[WORK TO COMPLETE]:
Report every line of the records below that contains the string "structure", copying each such line in full. Treat the match as case-sensitive.

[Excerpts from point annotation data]
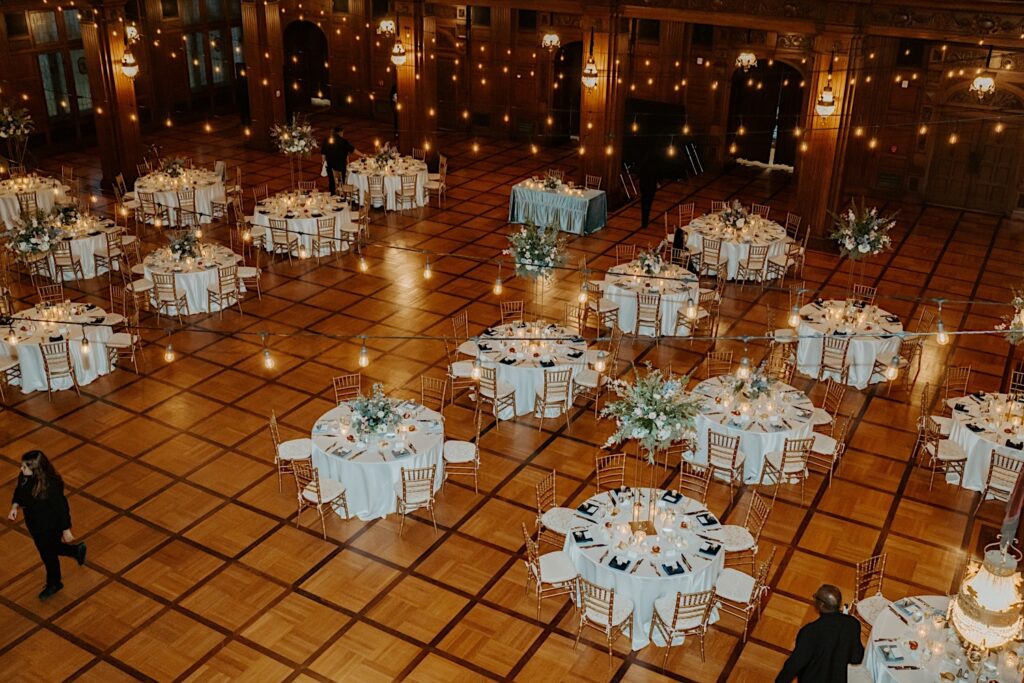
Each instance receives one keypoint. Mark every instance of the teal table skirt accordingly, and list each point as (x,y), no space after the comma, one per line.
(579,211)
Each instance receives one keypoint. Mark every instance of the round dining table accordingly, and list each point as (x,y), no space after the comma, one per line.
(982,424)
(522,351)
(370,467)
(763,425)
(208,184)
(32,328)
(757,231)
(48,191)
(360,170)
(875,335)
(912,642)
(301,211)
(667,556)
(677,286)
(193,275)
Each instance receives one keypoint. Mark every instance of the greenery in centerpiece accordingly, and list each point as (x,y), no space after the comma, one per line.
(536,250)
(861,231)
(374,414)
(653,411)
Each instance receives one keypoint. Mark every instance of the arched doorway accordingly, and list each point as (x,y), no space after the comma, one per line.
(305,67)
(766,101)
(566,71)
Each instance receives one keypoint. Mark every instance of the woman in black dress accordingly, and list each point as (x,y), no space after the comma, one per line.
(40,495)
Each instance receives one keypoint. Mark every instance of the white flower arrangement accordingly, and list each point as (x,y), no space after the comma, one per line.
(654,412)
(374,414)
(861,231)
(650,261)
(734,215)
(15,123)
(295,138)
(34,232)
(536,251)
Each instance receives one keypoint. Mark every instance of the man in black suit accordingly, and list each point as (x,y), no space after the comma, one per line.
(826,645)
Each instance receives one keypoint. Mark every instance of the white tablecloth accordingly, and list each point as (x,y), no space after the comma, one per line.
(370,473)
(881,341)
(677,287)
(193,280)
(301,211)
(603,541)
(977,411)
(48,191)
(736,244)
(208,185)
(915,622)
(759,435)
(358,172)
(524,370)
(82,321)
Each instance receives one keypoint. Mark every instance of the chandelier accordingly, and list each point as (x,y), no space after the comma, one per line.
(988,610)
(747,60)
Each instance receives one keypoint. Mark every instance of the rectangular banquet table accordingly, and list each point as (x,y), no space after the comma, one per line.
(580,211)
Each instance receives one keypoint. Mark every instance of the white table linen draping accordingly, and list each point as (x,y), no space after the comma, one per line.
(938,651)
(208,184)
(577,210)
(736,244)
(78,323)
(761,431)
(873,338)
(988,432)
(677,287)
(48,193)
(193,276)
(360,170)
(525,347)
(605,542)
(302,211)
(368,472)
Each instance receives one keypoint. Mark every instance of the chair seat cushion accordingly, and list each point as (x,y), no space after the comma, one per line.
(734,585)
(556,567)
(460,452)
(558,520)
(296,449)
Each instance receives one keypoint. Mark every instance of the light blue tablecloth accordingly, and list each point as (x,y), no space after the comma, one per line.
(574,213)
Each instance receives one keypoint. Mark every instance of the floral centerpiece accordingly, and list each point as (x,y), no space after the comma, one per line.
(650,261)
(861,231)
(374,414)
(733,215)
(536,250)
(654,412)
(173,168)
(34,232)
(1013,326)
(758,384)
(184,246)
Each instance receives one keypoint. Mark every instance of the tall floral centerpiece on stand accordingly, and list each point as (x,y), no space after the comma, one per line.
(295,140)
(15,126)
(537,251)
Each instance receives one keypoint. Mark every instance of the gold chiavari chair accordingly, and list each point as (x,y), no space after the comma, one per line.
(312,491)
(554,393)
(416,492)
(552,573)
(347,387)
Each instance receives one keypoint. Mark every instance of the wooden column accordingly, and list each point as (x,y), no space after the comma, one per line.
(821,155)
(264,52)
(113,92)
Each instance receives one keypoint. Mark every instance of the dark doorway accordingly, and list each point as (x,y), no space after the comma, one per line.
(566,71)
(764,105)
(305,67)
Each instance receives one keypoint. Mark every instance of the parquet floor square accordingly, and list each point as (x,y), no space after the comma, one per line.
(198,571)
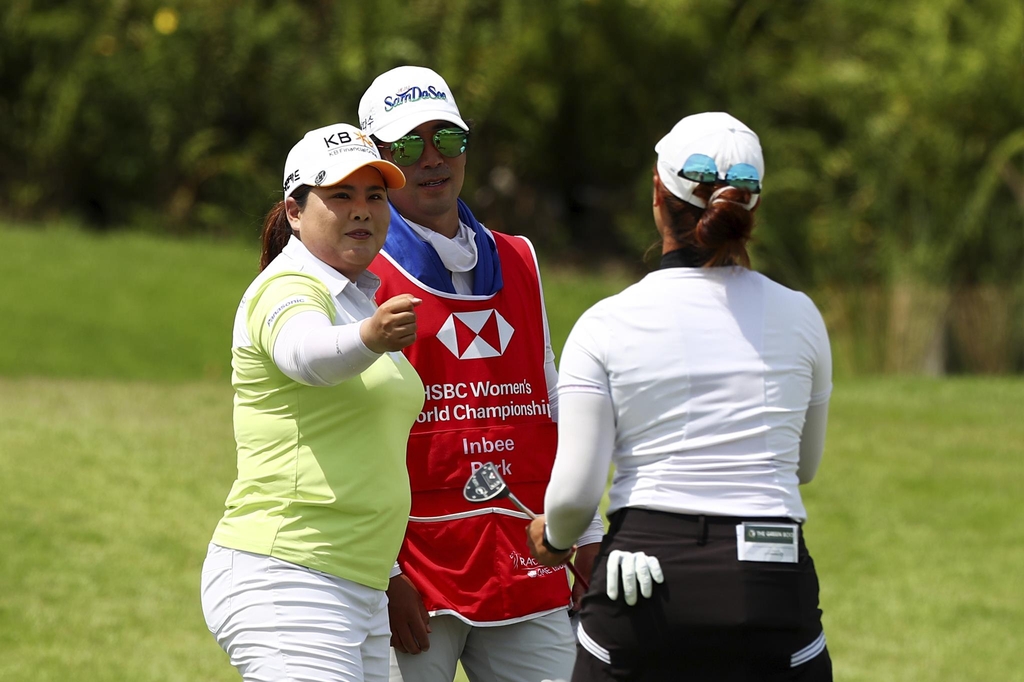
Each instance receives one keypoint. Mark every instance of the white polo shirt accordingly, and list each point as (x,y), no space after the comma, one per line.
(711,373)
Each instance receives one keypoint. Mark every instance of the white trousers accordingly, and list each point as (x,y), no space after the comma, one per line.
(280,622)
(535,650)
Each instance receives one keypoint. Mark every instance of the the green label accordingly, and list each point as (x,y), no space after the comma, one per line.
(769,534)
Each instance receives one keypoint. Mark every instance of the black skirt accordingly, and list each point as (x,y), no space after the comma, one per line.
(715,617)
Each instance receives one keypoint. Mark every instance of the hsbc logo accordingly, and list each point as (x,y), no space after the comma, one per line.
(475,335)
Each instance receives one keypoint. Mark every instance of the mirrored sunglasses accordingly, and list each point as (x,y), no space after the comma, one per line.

...

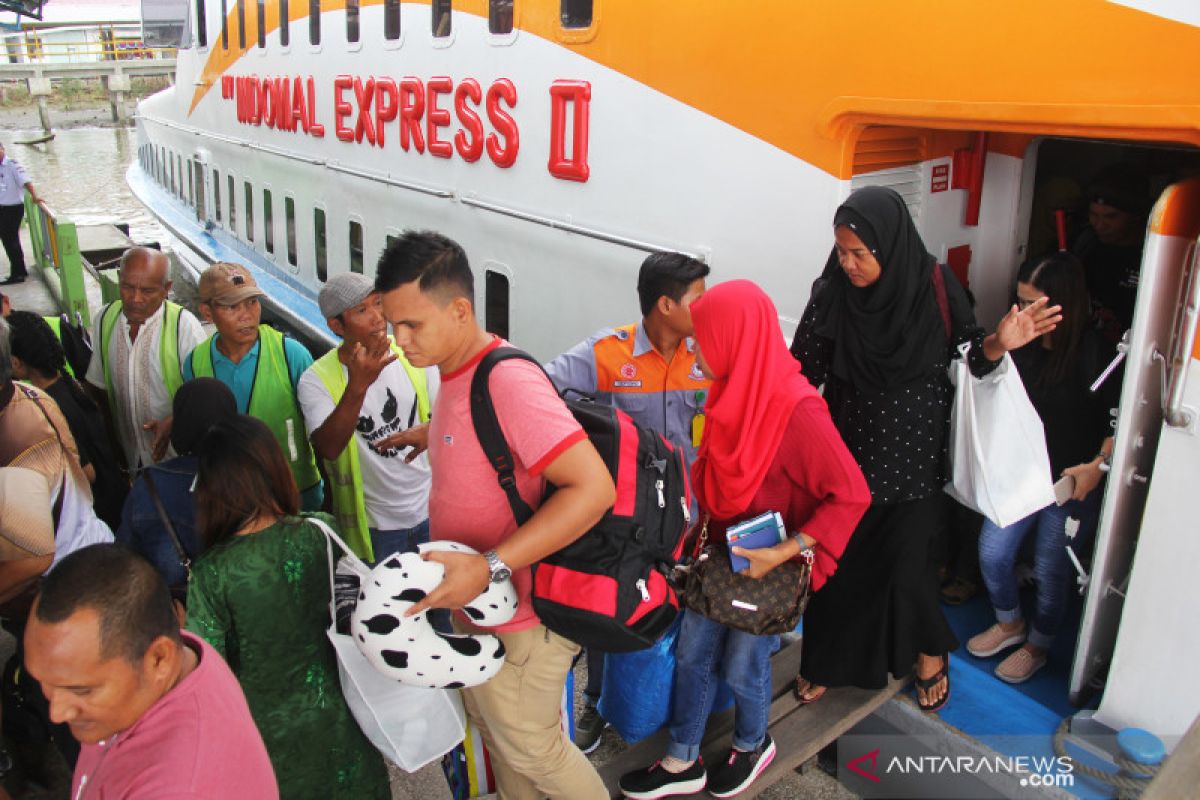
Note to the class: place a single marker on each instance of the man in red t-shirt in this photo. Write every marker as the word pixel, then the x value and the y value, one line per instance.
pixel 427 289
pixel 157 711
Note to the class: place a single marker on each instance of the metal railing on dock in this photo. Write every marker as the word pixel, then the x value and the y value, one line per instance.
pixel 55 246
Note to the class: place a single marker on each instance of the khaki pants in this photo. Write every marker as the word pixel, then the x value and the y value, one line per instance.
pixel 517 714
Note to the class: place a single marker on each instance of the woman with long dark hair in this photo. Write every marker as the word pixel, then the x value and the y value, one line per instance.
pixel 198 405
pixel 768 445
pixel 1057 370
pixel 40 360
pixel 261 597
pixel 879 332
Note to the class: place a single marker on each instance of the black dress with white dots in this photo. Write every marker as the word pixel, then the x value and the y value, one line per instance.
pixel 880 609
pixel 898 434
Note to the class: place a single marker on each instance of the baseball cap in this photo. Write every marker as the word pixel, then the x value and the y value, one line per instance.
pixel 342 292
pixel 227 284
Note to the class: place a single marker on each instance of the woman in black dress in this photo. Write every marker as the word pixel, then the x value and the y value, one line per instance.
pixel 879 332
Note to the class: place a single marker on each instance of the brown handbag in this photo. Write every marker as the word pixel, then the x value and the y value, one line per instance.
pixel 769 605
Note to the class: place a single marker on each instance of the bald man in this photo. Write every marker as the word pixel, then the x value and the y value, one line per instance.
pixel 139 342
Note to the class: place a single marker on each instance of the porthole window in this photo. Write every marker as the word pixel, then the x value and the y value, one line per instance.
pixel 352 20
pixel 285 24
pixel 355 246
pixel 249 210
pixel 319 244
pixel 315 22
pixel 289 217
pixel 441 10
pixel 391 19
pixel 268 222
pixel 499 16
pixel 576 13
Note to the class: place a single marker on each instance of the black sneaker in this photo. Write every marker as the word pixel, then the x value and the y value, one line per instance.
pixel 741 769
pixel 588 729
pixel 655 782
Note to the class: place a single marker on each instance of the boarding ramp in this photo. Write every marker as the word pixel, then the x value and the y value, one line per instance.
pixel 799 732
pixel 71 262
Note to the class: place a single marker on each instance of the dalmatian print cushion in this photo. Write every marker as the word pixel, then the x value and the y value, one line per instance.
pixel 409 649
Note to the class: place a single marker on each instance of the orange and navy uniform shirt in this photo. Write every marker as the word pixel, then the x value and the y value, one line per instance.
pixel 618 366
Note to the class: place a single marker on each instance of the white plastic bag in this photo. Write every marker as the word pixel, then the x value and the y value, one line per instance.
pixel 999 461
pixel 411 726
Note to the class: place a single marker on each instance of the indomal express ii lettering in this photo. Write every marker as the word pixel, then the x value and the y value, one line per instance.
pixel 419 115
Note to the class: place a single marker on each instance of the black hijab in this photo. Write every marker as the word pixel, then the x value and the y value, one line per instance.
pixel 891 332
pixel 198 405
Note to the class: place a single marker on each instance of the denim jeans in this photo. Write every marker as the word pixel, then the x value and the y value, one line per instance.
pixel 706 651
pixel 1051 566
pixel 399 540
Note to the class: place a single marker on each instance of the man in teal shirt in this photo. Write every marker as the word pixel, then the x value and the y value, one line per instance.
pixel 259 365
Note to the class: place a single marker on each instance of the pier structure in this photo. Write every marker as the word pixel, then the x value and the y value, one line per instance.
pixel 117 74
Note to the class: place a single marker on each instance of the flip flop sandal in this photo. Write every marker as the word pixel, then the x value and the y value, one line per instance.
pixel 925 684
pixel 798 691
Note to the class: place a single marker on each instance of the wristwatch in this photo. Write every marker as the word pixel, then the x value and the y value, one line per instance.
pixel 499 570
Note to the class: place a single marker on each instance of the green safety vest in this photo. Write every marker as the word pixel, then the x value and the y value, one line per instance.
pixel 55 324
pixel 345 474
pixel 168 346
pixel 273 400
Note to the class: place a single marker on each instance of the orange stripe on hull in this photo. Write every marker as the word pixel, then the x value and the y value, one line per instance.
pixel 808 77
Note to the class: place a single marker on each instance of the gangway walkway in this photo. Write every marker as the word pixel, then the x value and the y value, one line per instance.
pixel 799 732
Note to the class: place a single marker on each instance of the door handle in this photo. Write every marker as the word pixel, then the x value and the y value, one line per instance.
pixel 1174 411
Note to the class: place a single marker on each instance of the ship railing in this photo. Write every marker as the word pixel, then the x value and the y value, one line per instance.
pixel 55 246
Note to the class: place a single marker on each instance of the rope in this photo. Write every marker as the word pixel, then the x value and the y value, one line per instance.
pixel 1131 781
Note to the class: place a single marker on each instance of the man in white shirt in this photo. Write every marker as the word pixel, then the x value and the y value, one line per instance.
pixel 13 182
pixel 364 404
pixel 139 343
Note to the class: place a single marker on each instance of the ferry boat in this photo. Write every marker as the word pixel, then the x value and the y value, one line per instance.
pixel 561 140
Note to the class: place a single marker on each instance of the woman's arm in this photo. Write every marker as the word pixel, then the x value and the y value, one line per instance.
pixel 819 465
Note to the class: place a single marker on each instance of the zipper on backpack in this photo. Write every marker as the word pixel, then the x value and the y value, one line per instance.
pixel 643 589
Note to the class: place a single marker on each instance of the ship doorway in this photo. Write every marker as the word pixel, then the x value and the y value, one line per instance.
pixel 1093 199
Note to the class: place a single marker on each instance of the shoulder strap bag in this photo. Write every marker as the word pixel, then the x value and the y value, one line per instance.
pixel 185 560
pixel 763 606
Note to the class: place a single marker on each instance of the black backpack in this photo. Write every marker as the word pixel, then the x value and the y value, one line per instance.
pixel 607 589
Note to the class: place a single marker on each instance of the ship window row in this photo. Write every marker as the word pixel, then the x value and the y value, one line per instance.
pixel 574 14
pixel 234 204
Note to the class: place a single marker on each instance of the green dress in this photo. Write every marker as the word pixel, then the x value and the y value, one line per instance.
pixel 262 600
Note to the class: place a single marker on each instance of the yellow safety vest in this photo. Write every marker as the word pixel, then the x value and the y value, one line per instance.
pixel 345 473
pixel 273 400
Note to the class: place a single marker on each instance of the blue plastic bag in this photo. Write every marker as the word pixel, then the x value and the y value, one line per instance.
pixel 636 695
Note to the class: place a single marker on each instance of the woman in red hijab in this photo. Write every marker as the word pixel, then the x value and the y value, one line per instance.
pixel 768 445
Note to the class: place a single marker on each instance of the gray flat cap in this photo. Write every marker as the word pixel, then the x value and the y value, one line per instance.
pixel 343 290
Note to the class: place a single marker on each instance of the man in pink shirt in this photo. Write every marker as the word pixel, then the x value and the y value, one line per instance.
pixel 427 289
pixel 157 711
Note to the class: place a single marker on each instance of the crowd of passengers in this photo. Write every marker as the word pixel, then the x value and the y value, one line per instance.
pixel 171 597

...

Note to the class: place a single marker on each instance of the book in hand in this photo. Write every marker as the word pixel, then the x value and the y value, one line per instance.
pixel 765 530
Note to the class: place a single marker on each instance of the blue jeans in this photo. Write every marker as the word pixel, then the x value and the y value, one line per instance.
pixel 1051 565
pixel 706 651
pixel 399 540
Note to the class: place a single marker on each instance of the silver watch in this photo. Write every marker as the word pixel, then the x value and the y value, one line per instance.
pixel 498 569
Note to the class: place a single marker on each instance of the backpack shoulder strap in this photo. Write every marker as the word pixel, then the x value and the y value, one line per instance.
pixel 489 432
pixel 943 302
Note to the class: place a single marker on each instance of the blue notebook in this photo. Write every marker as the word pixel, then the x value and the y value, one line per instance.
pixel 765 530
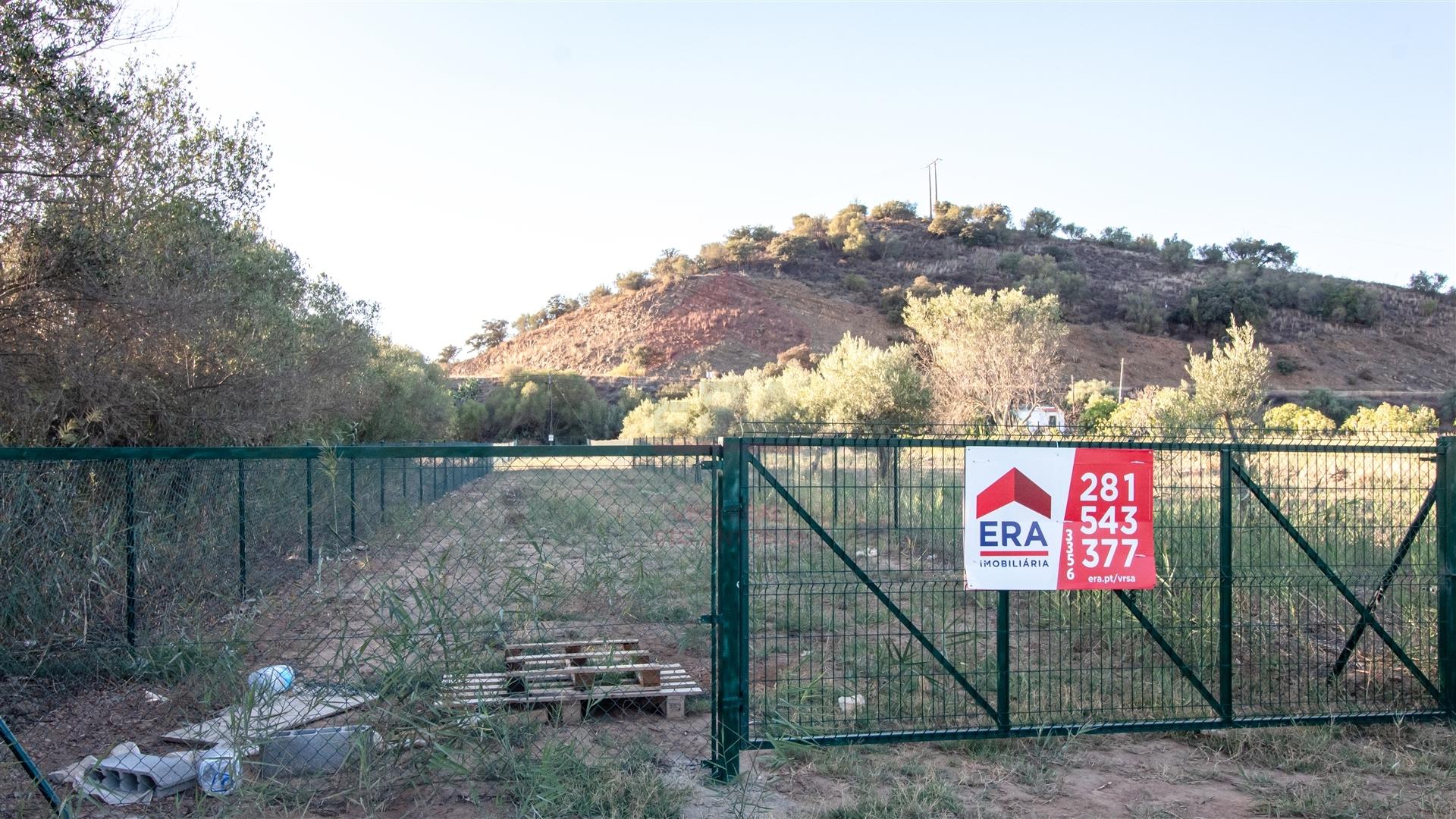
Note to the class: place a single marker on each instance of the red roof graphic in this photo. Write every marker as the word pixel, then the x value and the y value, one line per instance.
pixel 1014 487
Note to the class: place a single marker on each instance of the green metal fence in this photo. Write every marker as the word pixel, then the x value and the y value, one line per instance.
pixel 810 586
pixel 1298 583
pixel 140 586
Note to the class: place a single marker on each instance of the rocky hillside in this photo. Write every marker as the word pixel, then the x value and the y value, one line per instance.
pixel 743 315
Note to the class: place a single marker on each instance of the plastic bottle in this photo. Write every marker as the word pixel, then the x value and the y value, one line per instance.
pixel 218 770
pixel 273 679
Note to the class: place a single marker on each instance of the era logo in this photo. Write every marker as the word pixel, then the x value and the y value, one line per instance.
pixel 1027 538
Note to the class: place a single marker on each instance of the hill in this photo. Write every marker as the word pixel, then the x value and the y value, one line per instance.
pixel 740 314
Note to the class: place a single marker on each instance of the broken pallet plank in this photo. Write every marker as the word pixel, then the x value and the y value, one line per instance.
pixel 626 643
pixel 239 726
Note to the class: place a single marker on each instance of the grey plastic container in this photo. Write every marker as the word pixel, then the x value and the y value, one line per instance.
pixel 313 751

[SOLUTION TO THIS TASK]:
Note to the class: place a single marker on each instance of the pier structure in this photo. Write every marker as the word pixel, then the x value and the y value, one line per instance.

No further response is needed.